#### [Rows from a dataset]
┌──
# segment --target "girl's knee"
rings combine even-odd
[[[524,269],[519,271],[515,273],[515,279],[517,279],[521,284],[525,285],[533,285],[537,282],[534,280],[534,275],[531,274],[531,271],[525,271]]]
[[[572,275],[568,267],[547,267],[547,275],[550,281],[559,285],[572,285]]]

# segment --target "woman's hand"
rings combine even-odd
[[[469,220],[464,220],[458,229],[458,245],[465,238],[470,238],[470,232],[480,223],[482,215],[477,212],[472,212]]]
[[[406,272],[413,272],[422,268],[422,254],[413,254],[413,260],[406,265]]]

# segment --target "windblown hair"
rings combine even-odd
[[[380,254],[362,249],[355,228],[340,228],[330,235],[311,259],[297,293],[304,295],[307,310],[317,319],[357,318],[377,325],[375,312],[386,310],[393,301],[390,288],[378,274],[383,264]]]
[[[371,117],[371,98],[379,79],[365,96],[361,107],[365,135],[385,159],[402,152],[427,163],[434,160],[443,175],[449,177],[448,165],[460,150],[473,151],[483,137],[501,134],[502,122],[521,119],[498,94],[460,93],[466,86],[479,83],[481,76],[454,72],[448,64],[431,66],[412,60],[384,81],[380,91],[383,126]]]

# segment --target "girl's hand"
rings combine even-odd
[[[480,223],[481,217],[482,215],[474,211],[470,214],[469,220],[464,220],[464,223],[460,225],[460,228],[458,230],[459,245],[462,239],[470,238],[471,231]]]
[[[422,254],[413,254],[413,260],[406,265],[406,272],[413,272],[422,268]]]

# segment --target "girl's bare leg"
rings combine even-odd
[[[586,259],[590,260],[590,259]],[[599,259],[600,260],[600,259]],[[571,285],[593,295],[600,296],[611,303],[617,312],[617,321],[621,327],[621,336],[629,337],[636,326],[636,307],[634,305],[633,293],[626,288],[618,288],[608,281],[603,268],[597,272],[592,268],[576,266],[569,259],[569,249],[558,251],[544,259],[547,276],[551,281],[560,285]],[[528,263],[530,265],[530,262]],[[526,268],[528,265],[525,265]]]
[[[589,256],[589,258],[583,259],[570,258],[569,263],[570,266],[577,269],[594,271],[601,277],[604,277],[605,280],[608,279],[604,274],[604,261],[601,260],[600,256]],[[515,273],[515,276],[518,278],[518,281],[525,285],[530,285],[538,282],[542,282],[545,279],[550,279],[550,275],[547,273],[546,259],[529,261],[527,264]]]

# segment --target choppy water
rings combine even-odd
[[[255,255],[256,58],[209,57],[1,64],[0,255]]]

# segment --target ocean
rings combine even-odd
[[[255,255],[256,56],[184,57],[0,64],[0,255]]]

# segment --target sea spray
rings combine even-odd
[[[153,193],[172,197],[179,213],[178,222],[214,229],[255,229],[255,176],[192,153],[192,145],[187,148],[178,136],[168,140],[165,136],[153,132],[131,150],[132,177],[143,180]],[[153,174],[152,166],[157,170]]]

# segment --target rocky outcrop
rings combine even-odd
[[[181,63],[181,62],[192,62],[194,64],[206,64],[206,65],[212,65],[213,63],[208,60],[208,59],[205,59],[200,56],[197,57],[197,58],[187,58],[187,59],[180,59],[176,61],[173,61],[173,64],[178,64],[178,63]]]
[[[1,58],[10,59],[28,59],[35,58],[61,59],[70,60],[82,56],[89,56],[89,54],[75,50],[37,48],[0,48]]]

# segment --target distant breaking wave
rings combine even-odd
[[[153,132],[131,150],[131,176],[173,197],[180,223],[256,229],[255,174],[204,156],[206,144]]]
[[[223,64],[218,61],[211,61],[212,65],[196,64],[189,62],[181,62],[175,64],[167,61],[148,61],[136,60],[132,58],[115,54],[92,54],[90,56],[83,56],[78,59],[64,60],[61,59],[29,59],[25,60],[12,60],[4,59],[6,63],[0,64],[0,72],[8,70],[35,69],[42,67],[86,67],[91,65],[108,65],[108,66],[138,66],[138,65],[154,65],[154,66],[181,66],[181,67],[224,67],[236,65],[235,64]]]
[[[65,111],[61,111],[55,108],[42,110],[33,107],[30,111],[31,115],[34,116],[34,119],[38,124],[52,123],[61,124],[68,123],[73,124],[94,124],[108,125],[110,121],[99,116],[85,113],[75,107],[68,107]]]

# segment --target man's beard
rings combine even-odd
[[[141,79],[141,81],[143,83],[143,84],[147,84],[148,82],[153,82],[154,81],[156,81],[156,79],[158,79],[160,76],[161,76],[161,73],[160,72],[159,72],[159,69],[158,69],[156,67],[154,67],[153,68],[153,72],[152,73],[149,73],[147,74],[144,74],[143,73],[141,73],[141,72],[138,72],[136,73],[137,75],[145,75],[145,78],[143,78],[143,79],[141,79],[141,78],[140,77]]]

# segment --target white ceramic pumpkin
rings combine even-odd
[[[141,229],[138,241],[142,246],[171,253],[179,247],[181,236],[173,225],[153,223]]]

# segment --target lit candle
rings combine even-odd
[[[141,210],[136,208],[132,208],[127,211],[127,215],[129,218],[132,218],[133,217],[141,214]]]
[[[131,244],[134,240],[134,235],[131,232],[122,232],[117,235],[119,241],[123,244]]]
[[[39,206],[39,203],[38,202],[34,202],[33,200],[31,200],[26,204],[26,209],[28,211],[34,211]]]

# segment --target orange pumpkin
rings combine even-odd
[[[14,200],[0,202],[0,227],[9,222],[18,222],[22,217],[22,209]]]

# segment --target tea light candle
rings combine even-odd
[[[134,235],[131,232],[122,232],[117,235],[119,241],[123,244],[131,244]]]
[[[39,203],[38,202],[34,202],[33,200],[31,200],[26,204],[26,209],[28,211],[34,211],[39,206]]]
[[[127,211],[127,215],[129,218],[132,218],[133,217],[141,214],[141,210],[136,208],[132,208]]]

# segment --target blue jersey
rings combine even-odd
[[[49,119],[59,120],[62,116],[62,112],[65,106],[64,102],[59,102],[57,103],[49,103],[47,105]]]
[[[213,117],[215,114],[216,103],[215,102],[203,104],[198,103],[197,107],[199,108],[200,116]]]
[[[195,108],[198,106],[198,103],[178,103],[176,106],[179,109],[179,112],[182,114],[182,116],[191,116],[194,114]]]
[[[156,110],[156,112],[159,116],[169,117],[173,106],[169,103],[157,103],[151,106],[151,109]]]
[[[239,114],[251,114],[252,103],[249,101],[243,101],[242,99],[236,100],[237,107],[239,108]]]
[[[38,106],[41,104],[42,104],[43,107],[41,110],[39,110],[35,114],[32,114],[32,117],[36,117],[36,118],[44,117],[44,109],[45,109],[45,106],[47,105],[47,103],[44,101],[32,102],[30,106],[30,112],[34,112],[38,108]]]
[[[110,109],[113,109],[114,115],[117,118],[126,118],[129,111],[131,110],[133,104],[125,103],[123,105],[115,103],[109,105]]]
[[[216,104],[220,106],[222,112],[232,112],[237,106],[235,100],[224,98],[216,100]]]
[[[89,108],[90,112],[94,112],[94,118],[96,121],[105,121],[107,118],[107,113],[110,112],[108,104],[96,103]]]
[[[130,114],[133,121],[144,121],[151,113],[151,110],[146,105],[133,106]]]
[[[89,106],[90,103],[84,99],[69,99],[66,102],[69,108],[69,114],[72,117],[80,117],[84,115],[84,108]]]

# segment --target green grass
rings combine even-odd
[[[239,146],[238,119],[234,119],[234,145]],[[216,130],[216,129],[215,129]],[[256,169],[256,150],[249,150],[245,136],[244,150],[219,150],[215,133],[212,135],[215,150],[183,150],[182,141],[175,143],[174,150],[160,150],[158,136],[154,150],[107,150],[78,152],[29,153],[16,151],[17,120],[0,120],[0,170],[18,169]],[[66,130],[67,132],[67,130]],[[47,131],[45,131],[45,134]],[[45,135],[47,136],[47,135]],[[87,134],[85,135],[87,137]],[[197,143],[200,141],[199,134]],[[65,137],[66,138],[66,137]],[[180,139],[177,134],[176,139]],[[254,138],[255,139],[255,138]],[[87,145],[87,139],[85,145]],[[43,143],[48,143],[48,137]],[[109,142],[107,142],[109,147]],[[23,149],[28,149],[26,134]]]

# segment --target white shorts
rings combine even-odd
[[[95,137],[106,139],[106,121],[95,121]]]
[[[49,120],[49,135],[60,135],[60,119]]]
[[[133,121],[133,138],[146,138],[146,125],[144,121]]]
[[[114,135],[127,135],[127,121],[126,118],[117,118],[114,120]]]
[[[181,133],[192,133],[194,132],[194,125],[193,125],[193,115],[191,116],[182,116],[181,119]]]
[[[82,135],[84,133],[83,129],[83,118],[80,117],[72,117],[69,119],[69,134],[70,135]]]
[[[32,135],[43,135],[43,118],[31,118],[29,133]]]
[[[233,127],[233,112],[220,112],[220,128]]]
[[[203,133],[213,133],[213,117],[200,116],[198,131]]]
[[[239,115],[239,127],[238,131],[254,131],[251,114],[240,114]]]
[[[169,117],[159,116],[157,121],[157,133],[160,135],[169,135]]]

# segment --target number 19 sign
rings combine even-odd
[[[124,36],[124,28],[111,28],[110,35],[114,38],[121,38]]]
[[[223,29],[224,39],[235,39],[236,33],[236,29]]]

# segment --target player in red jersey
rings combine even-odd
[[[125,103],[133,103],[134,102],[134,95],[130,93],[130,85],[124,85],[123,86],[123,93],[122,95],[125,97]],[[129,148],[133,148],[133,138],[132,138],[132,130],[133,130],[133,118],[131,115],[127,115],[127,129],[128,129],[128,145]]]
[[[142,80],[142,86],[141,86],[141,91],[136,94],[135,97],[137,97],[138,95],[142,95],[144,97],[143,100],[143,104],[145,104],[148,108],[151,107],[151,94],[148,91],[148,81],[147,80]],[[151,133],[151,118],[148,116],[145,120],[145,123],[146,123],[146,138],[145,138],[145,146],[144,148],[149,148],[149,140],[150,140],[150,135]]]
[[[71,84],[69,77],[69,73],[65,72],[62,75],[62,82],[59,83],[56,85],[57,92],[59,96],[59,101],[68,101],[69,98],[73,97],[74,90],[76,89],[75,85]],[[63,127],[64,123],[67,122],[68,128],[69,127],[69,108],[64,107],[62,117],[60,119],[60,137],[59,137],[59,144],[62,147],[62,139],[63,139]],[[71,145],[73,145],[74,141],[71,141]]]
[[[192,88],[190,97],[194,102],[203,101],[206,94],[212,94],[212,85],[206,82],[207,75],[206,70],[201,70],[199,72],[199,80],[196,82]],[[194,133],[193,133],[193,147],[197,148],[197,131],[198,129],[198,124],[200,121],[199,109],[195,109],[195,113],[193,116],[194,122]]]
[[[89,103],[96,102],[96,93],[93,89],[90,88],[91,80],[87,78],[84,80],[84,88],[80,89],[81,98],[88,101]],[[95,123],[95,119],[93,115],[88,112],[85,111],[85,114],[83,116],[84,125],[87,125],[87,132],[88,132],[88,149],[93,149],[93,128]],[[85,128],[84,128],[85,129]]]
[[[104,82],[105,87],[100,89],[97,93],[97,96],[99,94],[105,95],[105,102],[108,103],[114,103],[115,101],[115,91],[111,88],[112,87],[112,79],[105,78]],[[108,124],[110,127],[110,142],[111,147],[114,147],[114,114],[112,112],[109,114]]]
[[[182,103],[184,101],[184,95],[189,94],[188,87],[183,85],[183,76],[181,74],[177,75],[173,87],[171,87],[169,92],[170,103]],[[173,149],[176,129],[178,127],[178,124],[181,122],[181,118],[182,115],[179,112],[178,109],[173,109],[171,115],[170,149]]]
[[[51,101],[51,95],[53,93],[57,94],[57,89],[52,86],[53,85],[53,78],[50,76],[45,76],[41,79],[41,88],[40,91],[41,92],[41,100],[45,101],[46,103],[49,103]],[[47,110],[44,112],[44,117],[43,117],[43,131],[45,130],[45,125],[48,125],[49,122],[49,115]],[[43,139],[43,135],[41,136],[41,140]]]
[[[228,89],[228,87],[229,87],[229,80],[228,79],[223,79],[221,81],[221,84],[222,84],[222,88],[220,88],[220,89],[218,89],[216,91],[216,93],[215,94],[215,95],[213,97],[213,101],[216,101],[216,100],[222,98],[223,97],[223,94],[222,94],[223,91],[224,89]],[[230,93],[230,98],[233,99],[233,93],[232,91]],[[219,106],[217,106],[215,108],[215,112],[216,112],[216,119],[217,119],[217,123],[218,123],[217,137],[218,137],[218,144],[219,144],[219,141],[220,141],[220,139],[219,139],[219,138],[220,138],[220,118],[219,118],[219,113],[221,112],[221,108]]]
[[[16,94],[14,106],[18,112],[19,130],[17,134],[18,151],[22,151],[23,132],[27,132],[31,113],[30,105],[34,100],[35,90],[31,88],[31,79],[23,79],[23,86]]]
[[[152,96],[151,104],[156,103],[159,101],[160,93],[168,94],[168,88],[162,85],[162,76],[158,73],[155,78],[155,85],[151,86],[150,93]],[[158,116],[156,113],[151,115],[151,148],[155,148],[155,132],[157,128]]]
└──
#### [Instructions for the task]
Can you quote the material above word for word, beginning at the line that contains "# segment --target number 19 sign" and stopping after the line that contains "[[[223,29],[224,39],[235,39],[236,33],[236,29]]]"?

#### [Output below]
# segment --target number 19 sign
rings combine even-odd
[[[124,36],[124,28],[111,28],[110,35],[114,38],[121,38]]]
[[[223,29],[224,39],[235,39],[236,33],[236,29]]]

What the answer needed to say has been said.